▸ **Instructions**
a) Rewrite the stretch of the open-source licensing text from "Most Popular Licenses" through "for open source.", replacing "quick-and-dirty" with "rough".
b) In the open-source licensing text, which license is named as an example of a weak copyleft license?

▸ **Text shown**
· · · · · · ·
And as we’ll cover below, trademarks are the key protection that identify your products as your own.

To help you best understand your options, we’ll cover:

  • Copyleft vs. Permissive Licenses
  • The Most Popular Types of Open-Source Licenses (and Their Trade-Offs for Startups)
    • GNU General Public License (GPL)
      • Variations: AGPL and LGPL
    • Mozilla Public License (MPL)
    • Apache License 2.0
    • MIT License
  • A Word About BSL & Fair Source (Which Are Not Open Source)
  • The Importance of Copyrights, Patents, Warranties, and Trademarks
  • Best Practices for OSS Startups

As the founder of a startup building a product around an open-source project, you have options among different open-source licenses. Each comes with important benefits and trade-offs we’ll outline below.

Most Popular Licenses for OSS Startups - Heavybit

>> Click to zoom in on this infographic

Some of the most popular open-source licenses, ranked by strictness/permissiveness.

Copyleft vs. Permissive Licenses

A quick-and-dirty open-source definition–the term “open source” refers to software that, per the terms of its license, lets users inspect, modify, and redistribute–unlike the typical proprietary software license, which restricts all three.

In contrast to the Creative Commons Attribution license, which is often used for most forms of digital media and lets users modify and redistribute materials as long as the creator is credited, there are many different licenses for open source.

Rather than review the entire comprehensive list of licenses from our friends at the Open Source Initiative (OSI), we find that a useful shorthand for founders is to divvy them up into one of two categories:

Copyleft (Weak and Strong)

Copyleft (or “sharealike”) is considered a “stricter” class of open-source license. While copyleft licenses generally let users modify and use a project’s materials for their own purposes, they also stipulate reciprocity of copyright protection and information for any derivative work.

Specifically, projects derived from a copyleft project must also carry a copyleft license, and distribute source code alongside any executables. Because of their requirements, copyleft is less compatible with other software licenses, which makes joint distribution more challenging. As such, copyleft licenses aren’t used as often for closed-source, proprietary software projects.

Weak copyleft variants have lighter requirements around whether derivative projects must also be copyleft. Most commonly, weak copyleft licenses make exceptions for open-source components such as a project’s software library, which other software products (that use a different license) may link to, without being subject to copyleft licensing requirements themselves.

GPL is an example of a strong copyleft license. MPL is an example of a weak copyleft license.

Permissive

One of the earliest open-source licenses was the Berkeley Software Distribution (BSD) license. Since the advent of the BSD license, other, more startup-friendly permissive licenses have emerged, which generally carry fewer restrictions than copyleft licenses, including the BSD 3-clause variant, which covers redistributions of source code and binaries, as well as restrictions on endorsements, and the Unlicense, which carries copyright protections but little else.

Permissively-licensed open-source projects generally let users utilize, modify, and redistribute their materials, so long as they provide attribution to the original source. License compliance is generally much easier for permissively-licensed projects.

Permissive licenses are also more compatible with other types of software licenses, making joint distribution much easier. They’re commonly used for commercial products built around open-source projects, though defensibility has become an increasing concern for startups witnessing larger orgs assimilate open-source materials into massive commercial products.
· · · · · · ·
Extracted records
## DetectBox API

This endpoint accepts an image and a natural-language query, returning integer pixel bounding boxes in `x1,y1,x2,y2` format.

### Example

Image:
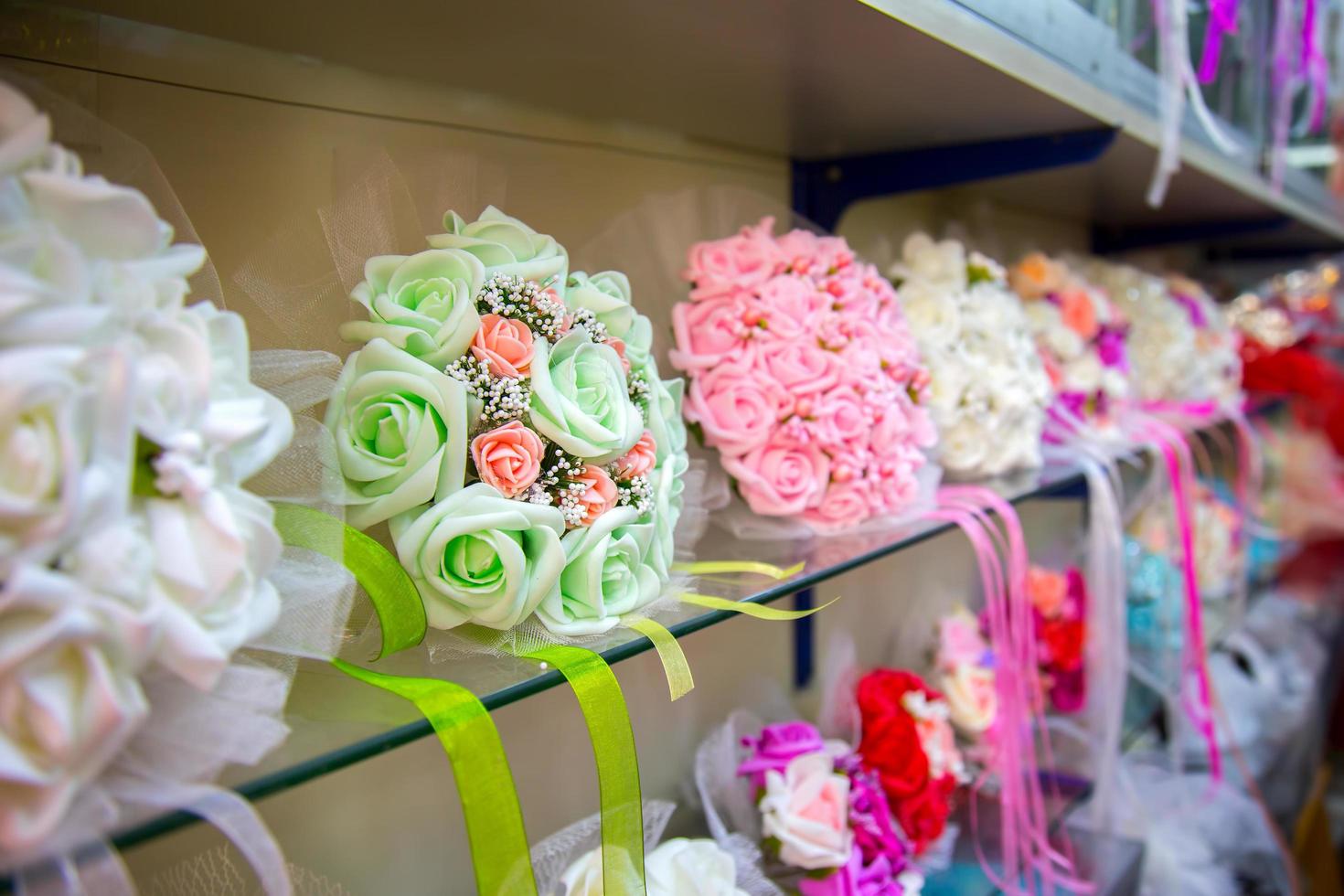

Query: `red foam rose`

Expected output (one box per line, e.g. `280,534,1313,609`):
895,775,957,856
1040,619,1084,670
858,669,941,802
· · · · · · ·
▸ **Solutions for each task**
a)
Most Popular Licenses for OSS Startups - Heavybit

>> Click to zoom in on this infographic

Some of the most popular open-source licenses, ranked by strictness/permissiveness.

Copyleft vs. Permissive Licenses

A rough open-source definition–the term “open source” refers to software that, per the terms of its license, lets users inspect, modify, and redistribute–unlike the typical proprietary software license, which restricts all three.

In contrast to the Creative Commons Attribution license, which is often used for most forms of digital media and lets users modify and redistribute materials as long as the creator is credited, there are many different licenses for open source.

b) MPL (Mozilla Public License)